[Referring expression pointing data]
·····
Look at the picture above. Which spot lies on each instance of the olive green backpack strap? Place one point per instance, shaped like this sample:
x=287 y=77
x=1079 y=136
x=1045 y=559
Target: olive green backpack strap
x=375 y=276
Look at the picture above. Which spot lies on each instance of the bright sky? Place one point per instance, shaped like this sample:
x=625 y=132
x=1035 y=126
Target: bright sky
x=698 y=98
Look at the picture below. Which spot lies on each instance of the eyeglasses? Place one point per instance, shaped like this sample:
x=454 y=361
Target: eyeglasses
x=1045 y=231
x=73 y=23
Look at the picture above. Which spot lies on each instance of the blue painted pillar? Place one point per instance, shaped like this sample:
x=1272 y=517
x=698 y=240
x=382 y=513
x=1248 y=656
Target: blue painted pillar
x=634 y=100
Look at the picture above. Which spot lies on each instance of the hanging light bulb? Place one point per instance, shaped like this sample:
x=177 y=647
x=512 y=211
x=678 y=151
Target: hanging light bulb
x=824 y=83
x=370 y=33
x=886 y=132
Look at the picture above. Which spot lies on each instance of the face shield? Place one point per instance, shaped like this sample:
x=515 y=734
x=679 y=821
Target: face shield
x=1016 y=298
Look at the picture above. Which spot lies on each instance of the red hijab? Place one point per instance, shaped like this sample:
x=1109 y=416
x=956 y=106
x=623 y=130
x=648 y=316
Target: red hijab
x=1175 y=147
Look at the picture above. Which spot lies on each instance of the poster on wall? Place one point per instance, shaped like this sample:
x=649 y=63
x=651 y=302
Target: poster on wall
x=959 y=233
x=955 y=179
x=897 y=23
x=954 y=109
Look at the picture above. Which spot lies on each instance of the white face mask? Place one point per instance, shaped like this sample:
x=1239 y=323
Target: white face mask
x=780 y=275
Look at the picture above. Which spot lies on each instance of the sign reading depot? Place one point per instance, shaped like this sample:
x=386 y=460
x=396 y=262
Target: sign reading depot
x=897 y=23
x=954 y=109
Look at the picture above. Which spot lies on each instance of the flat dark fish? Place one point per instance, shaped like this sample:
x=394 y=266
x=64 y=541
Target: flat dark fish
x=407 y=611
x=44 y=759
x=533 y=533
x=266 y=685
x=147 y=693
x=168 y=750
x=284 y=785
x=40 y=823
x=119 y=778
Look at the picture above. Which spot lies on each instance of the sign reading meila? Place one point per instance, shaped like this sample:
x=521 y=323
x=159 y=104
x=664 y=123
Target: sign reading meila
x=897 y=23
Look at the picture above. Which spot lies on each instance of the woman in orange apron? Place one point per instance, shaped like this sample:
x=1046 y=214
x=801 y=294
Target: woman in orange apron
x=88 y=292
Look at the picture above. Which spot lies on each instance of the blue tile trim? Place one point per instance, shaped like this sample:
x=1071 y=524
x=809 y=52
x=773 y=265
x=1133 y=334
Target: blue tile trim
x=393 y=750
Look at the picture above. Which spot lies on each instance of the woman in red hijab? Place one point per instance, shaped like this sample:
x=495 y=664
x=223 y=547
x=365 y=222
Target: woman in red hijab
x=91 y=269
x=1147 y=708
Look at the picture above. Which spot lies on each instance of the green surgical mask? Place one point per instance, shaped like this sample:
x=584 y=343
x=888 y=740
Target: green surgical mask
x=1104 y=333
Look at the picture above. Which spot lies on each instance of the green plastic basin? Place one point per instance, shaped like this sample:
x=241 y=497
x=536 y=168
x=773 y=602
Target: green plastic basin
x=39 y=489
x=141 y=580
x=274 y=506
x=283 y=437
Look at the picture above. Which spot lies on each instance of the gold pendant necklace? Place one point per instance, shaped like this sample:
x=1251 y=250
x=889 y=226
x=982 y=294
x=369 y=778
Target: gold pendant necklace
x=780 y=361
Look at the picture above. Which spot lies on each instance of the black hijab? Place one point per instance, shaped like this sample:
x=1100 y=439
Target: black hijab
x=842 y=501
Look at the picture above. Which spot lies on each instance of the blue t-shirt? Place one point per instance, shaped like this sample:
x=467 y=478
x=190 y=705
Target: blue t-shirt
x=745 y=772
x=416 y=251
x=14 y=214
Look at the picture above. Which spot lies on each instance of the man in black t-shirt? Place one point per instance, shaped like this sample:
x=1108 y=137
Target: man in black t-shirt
·····
- WHAT IS BEING ASKED
Which lines run from the one containing "x=365 y=222" to the final line of the entries? Return those lines exactly, and only those.

- WRITTEN SOLUTION
x=365 y=222
Target: woman in red hijab
x=91 y=269
x=1147 y=708
Look at the picture above. Which spot lies on each instance of the green surgical mask? Place one point per instance, shaped like this sample:
x=584 y=343
x=888 y=740
Target: green surgical mask
x=1104 y=333
Look at the picture above. Which spot lies on each instance of the green plastic basin? Place one point per instance, shaped like this sample:
x=241 y=497
x=536 y=168
x=773 y=602
Target: green plastic basin
x=39 y=489
x=141 y=580
x=274 y=506
x=283 y=437
Look at the picture above. Which spot lies on each instance of the gold pendant necklace? Place one point per instance, shaped like this sample:
x=1251 y=250
x=889 y=226
x=982 y=294
x=369 y=778
Target: gold pendant necklace
x=780 y=361
Look at the picture above. Which spot lies on each instance of the black hijab? Place one point per instance, shaped like this sample:
x=1100 y=439
Target: black hijab
x=842 y=501
Look at the picture above. Which spot lies on each instance of the blue t-shirt? Place one point per instance, shaped like this sample:
x=467 y=478
x=190 y=705
Target: blue t-shirt
x=745 y=772
x=416 y=251
x=14 y=214
Look at the picture above. Which spot lies on each instance of the man in black t-shirt? Place one point per instance, shaped like this sample:
x=1108 y=137
Target: man in black t-shirt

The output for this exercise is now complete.